***** Page

Essays on the Gita -Aurobindo 149

Essays on the Gita -Sri Aurobindo
First Series : Chapter 15
The Possibility and Purpose of Avatarhood

“Leaning upon my own Nature, prakrtim svam avast.abhya,” it will say later, “I loose forth variously, visrjami, this multitude of creatures helplessly subject owing to the control of Prakriti, avasamprakr tervasat.” “Standing upon my own Nature,” it says here, “I am born by my self-Maya, prakrtim svam adhisthaya atmamayaya, I loose forth myself, atmana msrjami.” The action implied in the word avastabhya is a forceful downward pressure by which the object controlled is overcome, oppressed, blocked or limited in its movement or working and becomes helplessly subject to the controlling power, avasam vasat; Nature in this action becomes mechanical and its multitude of creatures are held helpless in the mechanism, not lords of their own action. On the contrary the action implied in the word adhis.thaya is a dwelling in, but also a standing upon and over the Nature, a conscious control and government by the indwelling Godhead, adhis.thatrı devata, in which the Purusha is not helplessly driven by the Prakriti through ignorance, but rather the Prakriti is full of the light and the will of the Purusha. Therefore in the normal birth that which is loosed forth,—created, as we say,—is the multitude of creatures or becomings, bhutagramam; in the divine birth that which is loosed forth, self-created, is the self-conscious self-existent being, atmanam; for the Vedantic distinction between atma and bhutani is that which is made in European philosophy between the Being and its becomings.

**********
***** Raw records

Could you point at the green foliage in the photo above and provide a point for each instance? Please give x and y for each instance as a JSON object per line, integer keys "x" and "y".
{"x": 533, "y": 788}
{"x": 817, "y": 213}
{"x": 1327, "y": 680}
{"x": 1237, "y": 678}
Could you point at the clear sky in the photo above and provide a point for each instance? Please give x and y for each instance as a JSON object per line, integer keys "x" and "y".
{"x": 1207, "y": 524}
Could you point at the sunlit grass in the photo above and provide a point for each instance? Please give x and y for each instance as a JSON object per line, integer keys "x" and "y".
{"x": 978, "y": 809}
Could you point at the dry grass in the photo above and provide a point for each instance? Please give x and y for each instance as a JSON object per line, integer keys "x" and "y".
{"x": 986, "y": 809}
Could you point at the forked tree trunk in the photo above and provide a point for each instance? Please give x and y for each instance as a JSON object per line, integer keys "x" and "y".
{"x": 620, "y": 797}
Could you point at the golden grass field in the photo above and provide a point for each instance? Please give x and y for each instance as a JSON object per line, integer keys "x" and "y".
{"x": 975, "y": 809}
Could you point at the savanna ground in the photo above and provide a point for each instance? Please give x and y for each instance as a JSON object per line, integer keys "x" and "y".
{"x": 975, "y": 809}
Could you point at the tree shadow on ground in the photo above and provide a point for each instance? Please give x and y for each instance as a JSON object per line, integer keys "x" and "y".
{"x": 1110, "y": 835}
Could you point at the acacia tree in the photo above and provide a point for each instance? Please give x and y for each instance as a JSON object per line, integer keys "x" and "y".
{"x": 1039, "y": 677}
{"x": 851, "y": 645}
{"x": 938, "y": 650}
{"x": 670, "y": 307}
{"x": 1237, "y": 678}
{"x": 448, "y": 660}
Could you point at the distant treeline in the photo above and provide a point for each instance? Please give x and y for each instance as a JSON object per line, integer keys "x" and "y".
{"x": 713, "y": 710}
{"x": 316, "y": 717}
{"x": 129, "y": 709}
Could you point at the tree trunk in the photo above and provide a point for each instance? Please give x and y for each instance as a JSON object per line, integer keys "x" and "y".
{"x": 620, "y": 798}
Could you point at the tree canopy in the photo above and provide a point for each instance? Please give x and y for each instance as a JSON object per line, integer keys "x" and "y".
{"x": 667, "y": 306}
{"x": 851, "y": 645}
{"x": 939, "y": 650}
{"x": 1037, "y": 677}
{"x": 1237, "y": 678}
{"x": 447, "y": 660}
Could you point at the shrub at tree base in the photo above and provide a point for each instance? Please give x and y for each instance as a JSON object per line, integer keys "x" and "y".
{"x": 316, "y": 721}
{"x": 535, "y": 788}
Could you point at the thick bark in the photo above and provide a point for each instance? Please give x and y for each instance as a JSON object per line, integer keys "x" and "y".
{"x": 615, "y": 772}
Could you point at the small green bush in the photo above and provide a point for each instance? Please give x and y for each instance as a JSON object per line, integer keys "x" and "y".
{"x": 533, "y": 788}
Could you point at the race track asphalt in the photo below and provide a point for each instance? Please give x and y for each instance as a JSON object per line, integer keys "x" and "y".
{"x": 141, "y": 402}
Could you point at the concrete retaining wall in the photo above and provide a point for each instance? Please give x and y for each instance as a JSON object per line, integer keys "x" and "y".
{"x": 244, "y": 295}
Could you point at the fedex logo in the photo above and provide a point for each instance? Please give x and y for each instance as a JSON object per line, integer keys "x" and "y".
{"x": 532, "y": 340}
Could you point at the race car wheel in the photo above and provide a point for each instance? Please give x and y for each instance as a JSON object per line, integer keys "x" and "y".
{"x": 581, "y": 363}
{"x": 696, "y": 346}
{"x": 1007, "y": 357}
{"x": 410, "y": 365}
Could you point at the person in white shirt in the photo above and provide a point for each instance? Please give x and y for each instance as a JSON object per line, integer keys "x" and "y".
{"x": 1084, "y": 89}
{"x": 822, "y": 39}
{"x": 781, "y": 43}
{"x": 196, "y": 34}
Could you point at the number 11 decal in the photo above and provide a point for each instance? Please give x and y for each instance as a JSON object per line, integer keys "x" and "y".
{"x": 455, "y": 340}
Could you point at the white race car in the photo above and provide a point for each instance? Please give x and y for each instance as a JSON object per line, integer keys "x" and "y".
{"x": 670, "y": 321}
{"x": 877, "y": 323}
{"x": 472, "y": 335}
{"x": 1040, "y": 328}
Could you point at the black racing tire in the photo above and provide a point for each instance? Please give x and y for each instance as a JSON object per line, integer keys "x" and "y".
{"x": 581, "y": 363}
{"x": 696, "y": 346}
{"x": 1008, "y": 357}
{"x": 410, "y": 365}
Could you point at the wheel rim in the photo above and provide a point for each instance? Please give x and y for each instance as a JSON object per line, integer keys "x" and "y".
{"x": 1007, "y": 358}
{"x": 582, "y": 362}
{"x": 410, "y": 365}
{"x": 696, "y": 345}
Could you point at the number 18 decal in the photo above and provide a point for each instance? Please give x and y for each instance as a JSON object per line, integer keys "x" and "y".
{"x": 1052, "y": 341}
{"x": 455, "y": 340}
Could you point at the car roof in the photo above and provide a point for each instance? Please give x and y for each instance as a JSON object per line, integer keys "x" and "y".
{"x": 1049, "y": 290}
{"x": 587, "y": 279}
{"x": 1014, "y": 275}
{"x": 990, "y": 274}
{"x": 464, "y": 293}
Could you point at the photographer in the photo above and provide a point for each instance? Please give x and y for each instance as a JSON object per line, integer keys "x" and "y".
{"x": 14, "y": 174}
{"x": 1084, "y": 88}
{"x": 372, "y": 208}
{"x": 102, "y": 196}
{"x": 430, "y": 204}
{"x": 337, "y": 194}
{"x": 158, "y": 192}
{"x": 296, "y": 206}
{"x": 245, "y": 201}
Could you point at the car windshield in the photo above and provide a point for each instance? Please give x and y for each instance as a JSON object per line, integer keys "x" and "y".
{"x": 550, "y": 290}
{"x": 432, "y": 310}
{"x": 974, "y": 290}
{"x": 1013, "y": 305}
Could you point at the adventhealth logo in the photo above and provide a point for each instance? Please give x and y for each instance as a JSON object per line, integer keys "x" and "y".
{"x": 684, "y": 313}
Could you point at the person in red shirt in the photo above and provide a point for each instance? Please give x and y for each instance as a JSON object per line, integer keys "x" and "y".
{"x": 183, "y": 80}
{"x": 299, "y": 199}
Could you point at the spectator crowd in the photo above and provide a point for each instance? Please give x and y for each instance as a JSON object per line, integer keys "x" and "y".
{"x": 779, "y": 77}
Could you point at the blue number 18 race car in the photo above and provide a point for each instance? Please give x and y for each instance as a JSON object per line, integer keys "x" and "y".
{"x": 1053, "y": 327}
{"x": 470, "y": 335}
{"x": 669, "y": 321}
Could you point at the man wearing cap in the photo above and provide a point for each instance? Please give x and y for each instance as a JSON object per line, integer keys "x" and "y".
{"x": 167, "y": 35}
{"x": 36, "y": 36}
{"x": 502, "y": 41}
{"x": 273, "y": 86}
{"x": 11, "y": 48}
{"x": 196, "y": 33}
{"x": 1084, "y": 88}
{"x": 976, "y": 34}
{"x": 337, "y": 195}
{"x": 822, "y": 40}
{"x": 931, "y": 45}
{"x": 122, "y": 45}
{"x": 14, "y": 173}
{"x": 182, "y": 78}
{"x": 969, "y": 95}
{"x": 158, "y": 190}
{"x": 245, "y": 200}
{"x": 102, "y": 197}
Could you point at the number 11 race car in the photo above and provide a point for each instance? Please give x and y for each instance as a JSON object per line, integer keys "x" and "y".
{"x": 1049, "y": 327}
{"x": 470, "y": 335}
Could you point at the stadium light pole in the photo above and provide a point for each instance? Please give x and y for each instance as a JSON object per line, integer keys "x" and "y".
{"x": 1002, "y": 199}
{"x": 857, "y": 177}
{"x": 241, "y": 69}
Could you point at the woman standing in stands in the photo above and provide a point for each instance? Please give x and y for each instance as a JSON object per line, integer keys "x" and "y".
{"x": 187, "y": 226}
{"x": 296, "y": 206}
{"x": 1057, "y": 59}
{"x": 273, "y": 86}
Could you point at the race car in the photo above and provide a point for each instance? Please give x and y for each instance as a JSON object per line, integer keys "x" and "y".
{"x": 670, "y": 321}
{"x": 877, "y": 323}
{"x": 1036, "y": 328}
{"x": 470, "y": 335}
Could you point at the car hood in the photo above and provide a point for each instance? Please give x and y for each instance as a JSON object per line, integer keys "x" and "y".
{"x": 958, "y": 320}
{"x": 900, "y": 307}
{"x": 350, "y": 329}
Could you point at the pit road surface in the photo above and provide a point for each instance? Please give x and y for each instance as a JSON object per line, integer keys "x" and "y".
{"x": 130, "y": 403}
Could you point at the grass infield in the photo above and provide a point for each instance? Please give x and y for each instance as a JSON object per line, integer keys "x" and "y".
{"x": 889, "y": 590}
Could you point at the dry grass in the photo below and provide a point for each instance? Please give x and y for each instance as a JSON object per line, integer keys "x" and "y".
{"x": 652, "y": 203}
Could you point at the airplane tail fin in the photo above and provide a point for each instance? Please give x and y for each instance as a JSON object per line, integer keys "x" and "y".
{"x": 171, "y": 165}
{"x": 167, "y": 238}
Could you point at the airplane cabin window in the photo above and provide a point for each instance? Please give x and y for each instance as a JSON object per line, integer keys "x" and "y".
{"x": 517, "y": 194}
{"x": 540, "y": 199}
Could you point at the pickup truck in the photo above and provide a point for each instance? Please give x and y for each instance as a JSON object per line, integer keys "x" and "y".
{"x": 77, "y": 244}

**********

Directions for this task> Render this sentence from the Gita essay in Spanish: "Therefore in the normal birth that which is loosed forth,—created, as we say,—is the multitude of creatures or becomings, bhutagramam; in the divine birth that which is loosed forth, self-created, is the self-conscious self-existent being, atmanam; for the Vedantic distinction between atma and bhutani is that which is made in European philosophy between the Being and its becomings." Work from the Gita essay alone.

Task output> Por tanto, en el nacimiento normal lo que se emite —lo creado, como decimos— es la multitud de criaturas o devenires, bhutagramam; en el nacimiento divino lo que se emite, autocreado, es el ser autoconsciente y autoexistente, atmanam; pues la distinción vedántica entre atma y bhutani es la que se hace en la filosofía europea entre el Ser y sus devenires.